* begin Given entries *

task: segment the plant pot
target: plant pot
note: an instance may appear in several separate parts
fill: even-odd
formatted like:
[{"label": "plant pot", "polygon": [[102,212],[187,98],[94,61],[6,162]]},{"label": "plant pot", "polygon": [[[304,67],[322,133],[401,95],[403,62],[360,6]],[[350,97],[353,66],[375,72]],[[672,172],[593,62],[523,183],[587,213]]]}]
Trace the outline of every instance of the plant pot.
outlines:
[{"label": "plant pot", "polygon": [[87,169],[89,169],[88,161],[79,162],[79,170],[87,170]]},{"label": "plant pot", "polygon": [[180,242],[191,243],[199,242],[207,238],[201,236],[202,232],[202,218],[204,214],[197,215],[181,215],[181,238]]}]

* end Given entries *

== What is needed ==
Pick out each line in the data above that contains the word "label", and copy those lines. Case counts.

== Reply ==
[{"label": "plant pot", "polygon": [[102,212],[187,98],[94,61],[6,162]]},{"label": "plant pot", "polygon": [[[304,67],[322,133],[401,95],[403,62],[360,6]],[[350,97],[353,66],[375,72]],[[672,172],[593,62],[523,183],[587,213]]]}]
[{"label": "plant pot", "polygon": [[87,169],[89,169],[88,161],[79,162],[79,170],[87,170]]},{"label": "plant pot", "polygon": [[180,242],[191,243],[199,242],[207,238],[201,236],[202,232],[202,218],[204,214],[197,215],[181,215],[181,238]]}]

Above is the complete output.